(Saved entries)

====

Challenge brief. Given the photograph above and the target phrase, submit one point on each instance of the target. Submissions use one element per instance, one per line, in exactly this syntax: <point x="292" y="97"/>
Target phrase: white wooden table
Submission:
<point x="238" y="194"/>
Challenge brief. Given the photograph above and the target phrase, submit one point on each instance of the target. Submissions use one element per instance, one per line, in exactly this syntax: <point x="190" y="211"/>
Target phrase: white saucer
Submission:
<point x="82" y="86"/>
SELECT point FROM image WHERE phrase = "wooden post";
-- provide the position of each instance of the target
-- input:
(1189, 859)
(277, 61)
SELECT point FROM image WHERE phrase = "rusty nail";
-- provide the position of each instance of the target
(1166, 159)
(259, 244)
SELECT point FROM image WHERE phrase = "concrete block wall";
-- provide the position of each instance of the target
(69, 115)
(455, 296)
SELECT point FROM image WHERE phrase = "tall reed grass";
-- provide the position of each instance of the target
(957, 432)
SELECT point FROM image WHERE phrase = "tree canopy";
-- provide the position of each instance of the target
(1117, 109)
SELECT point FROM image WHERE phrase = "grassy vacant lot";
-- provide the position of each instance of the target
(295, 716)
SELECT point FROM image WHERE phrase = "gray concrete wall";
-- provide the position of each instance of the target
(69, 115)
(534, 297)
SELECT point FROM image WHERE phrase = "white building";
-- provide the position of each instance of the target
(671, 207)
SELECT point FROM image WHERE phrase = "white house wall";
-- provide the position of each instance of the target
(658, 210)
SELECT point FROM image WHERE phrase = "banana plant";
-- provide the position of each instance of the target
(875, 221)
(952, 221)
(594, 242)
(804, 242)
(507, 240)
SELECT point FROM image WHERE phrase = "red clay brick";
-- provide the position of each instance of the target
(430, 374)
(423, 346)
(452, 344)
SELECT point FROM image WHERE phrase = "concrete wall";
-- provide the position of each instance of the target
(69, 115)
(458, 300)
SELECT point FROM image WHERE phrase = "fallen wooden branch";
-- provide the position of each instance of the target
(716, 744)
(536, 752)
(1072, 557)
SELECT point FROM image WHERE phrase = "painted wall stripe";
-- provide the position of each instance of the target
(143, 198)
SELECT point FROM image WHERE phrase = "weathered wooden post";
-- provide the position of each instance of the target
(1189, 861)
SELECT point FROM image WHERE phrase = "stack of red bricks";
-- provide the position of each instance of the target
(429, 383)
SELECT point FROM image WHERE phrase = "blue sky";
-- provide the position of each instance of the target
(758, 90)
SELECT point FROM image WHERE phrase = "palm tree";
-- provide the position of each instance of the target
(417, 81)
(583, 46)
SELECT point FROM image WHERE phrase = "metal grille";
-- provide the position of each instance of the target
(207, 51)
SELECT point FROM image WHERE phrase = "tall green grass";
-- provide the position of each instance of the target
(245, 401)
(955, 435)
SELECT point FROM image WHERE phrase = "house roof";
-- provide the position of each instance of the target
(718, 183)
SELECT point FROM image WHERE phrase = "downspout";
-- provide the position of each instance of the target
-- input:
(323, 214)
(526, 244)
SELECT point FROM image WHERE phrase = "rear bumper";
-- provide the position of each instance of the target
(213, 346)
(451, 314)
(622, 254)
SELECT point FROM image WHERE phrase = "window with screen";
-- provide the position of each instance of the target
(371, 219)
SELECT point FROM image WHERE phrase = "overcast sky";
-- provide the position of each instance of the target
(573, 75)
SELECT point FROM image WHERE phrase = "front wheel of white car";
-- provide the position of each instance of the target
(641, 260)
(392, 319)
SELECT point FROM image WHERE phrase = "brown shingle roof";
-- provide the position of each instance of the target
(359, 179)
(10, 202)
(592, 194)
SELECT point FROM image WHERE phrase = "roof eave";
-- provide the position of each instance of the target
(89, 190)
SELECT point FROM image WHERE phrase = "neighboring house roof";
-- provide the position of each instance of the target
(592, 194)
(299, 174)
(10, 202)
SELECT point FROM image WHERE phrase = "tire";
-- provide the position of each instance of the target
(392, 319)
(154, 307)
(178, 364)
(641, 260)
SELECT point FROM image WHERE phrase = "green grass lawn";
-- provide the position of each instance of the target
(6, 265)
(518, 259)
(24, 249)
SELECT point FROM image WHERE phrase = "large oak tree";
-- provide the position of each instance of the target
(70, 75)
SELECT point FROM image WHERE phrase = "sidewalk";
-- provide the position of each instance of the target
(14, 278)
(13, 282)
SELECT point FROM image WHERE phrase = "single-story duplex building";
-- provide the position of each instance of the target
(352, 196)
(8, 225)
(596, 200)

====

(PROBLEM TO WORK ON) Provide the number of lines in these entries that hold the word "Submissions", without any accompanying text.

(FINISHED EXERCISE) 2